## start Material provided

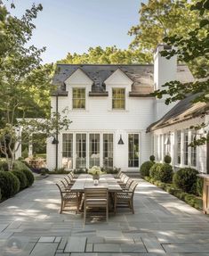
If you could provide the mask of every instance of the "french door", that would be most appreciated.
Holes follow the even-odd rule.
[[[112,133],[71,133],[62,135],[62,166],[84,169],[113,167]]]

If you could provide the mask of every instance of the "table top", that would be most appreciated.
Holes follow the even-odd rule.
[[[99,184],[94,185],[92,176],[80,174],[71,187],[72,192],[84,192],[84,188],[108,188],[109,192],[121,192],[122,188],[111,174],[100,175]]]

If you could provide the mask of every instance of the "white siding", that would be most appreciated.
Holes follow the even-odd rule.
[[[196,118],[196,119],[192,119],[187,121],[182,121],[177,124],[174,124],[173,126],[169,126],[169,127],[165,127],[164,128],[160,128],[157,130],[155,130],[153,133],[155,135],[156,140],[157,140],[157,136],[162,134],[166,134],[171,132],[171,156],[173,159],[173,164],[175,165],[176,167],[184,167],[183,162],[183,145],[182,145],[182,142],[183,142],[183,130],[184,129],[189,129],[190,126],[192,125],[197,125],[197,124],[201,124],[203,122],[207,123],[207,119],[208,117],[205,117],[205,118]],[[208,126],[205,128],[206,130],[208,130]],[[181,130],[181,165],[177,165],[176,164],[176,132],[177,130]],[[197,131],[198,134],[204,133],[204,130],[198,130]],[[205,136],[205,134],[204,134]],[[191,136],[191,131],[189,131],[189,137],[190,137]],[[157,142],[156,142],[157,143]],[[155,155],[157,155],[157,149],[155,148]],[[159,149],[158,149],[159,150]],[[189,153],[190,153],[191,148],[189,147]],[[206,156],[207,156],[207,153],[206,153],[206,145],[202,145],[202,146],[197,146],[197,167],[196,169],[203,173],[206,173]],[[189,153],[189,165],[188,166],[191,166],[191,162],[190,162],[190,153]],[[191,166],[192,167],[192,166]]]

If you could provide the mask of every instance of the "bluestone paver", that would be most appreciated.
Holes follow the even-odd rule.
[[[0,204],[0,247],[20,238],[32,256],[209,256],[209,216],[154,185],[140,180],[134,215],[117,209],[108,223],[84,227],[83,214],[59,213],[54,184],[63,177],[36,181]]]

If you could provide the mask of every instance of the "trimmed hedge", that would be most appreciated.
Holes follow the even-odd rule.
[[[198,171],[192,168],[182,168],[175,172],[173,185],[189,194],[197,194],[197,175]]]
[[[8,164],[5,161],[0,161],[0,169],[8,171]]]
[[[203,186],[204,179],[203,178],[197,177],[196,182],[196,194],[199,196],[203,196]]]
[[[156,160],[156,157],[155,157],[155,155],[150,155],[149,156],[149,160],[151,161],[155,161],[155,160]]]
[[[13,169],[15,170],[30,170],[30,169],[22,161],[16,160],[13,164]]]
[[[149,170],[149,175],[155,180],[169,183],[173,179],[173,167],[168,163],[155,163]]]
[[[14,174],[20,181],[20,190],[22,190],[27,187],[28,180],[23,171],[12,170],[12,174]]]
[[[141,177],[149,176],[149,169],[153,164],[154,162],[152,161],[147,161],[141,164],[140,169]]]
[[[9,198],[20,191],[20,181],[12,171],[0,171],[2,197]]]
[[[189,193],[183,192],[180,188],[176,188],[172,184],[163,183],[159,182],[158,180],[154,180],[150,177],[145,177],[145,180],[156,185],[157,186],[159,186],[163,190],[166,191],[167,193],[174,195],[175,197],[179,198],[180,200],[184,201],[190,206],[197,209],[197,210],[203,210],[203,200],[200,197],[197,197],[194,194],[190,194]]]
[[[34,183],[34,175],[32,171],[26,169],[20,169],[20,171],[22,171],[27,178],[27,186],[32,186]]]

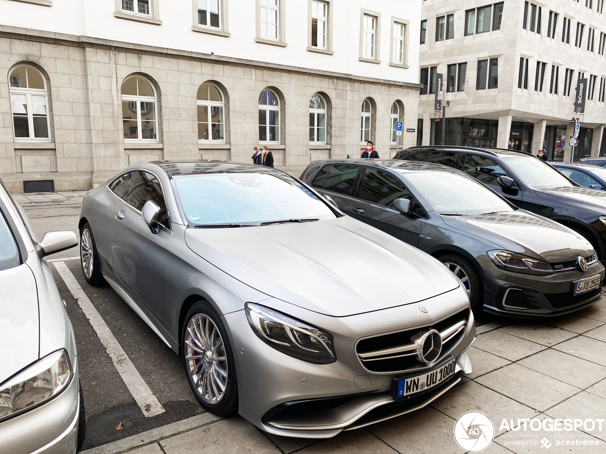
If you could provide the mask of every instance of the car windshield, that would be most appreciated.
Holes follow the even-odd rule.
[[[439,214],[485,214],[513,209],[481,183],[450,172],[407,173],[405,178]]]
[[[503,160],[522,180],[522,184],[536,189],[574,186],[548,164],[532,156],[504,157]]]
[[[183,212],[194,227],[336,217],[326,203],[286,174],[225,173],[174,179]]]
[[[6,220],[0,211],[0,271],[21,265],[19,249]]]

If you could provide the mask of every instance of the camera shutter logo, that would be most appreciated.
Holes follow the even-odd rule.
[[[479,452],[492,442],[494,425],[488,415],[482,412],[467,412],[459,416],[454,423],[453,435],[461,449]]]

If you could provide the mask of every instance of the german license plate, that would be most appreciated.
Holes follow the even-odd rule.
[[[401,398],[416,392],[424,391],[427,388],[439,384],[449,377],[454,374],[456,360],[453,360],[439,369],[435,369],[422,375],[402,378],[398,382],[398,395]],[[393,394],[391,395],[393,395]]]
[[[597,289],[600,286],[600,276],[593,276],[588,279],[584,279],[582,281],[576,281],[573,282],[573,295],[578,295],[581,293],[588,292],[590,290]]]

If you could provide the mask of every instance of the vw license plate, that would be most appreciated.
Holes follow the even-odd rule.
[[[399,399],[416,392],[424,391],[427,388],[439,384],[454,374],[456,367],[456,360],[453,360],[445,366],[430,370],[422,375],[398,380],[396,398]]]
[[[590,277],[588,279],[584,279],[582,281],[576,281],[573,283],[574,286],[573,289],[573,295],[578,295],[581,293],[585,293],[585,292],[588,292],[590,290],[593,290],[594,289],[597,289],[600,286],[600,281],[601,280],[600,276],[594,276],[593,277]]]

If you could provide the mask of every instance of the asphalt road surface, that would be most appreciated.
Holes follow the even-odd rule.
[[[46,232],[58,230],[72,230],[79,234],[79,206],[27,208],[25,211],[40,238]],[[78,249],[73,248],[48,258],[55,260],[75,257],[78,253]],[[181,358],[109,285],[99,287],[89,285],[82,276],[79,260],[65,260],[64,263],[165,410],[156,416],[145,417],[53,263],[56,262],[50,263],[50,268],[61,297],[67,303],[67,313],[76,335],[80,381],[86,409],[86,438],[83,449],[204,413],[187,383]],[[476,325],[493,320],[487,318],[476,321]],[[116,430],[120,423],[124,429]]]

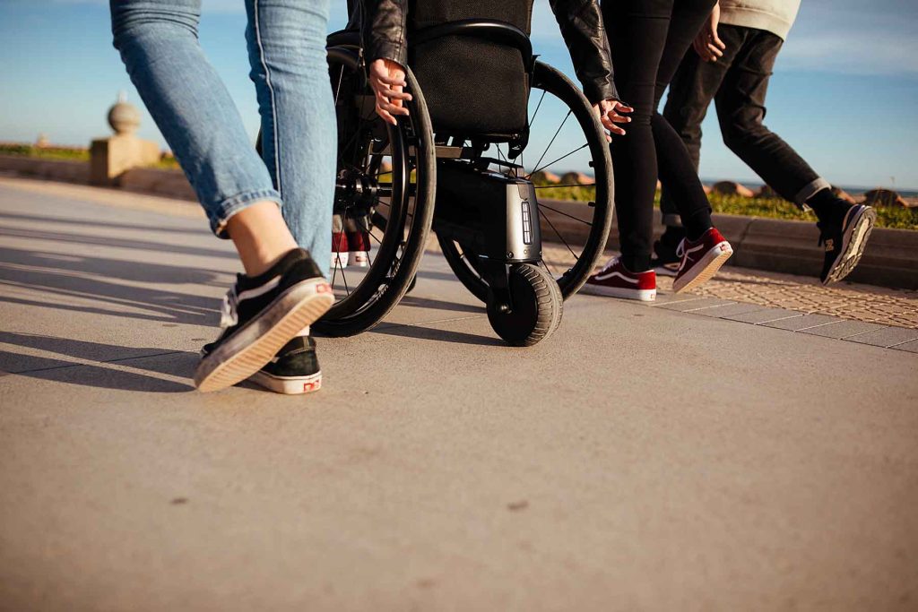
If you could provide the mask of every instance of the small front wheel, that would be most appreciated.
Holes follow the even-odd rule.
[[[537,344],[561,323],[561,291],[547,272],[528,263],[511,267],[508,281],[512,304],[500,304],[489,297],[487,320],[508,344]]]

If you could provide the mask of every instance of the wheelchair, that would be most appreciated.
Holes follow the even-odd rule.
[[[469,18],[411,32],[406,89],[413,99],[397,126],[375,113],[359,33],[329,36],[334,210],[369,235],[371,250],[368,267],[334,265],[337,300],[316,331],[347,336],[380,322],[413,287],[431,230],[507,343],[532,346],[557,328],[564,300],[605,248],[612,167],[590,104],[533,55],[522,28],[528,23]],[[588,164],[587,182],[584,174],[569,184],[545,180],[554,169]],[[565,190],[582,201],[552,199]]]

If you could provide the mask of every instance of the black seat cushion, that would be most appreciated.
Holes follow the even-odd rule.
[[[511,135],[526,128],[529,83],[518,49],[469,36],[412,44],[411,32],[461,19],[495,19],[530,31],[530,0],[416,0],[409,11],[409,63],[438,134]]]

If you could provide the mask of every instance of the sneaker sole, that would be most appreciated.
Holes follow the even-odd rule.
[[[309,376],[274,376],[266,372],[258,371],[250,376],[249,380],[269,391],[285,395],[313,393],[322,388],[322,373],[320,371]]]
[[[676,274],[678,273],[677,270],[673,270],[672,268],[667,268],[666,266],[656,266],[654,268],[654,272],[656,273],[657,276],[668,276],[669,278],[675,278]]]
[[[604,295],[606,297],[622,297],[639,302],[653,302],[656,299],[656,289],[624,289],[621,287],[603,287],[585,284],[578,294],[586,295]]]
[[[293,285],[201,360],[195,371],[195,386],[198,391],[218,391],[251,377],[303,328],[324,315],[334,301],[331,285],[325,279]]]
[[[858,213],[856,218],[851,222],[845,232],[842,252],[835,258],[835,261],[829,269],[829,273],[825,275],[823,284],[837,283],[857,267],[876,222],[877,211],[872,207],[868,206]]]
[[[701,258],[701,261],[692,266],[698,273],[688,276],[686,274],[681,278],[677,278],[673,283],[673,293],[677,294],[682,291],[693,289],[702,283],[707,282],[711,276],[717,273],[730,256],[733,254],[733,250],[730,243],[724,240],[708,250]],[[685,280],[683,280],[685,279]]]

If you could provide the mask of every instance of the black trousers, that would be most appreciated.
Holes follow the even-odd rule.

## end Material provided

Requirement.
Give back exactly the lines from the line containing "trousers, that would be most appreciated." to the end of the entries, and no other lines.

In response.
If you could provide the mask of every instance of the black trousers, that would be most appreciated.
Holes follow the even-odd rule.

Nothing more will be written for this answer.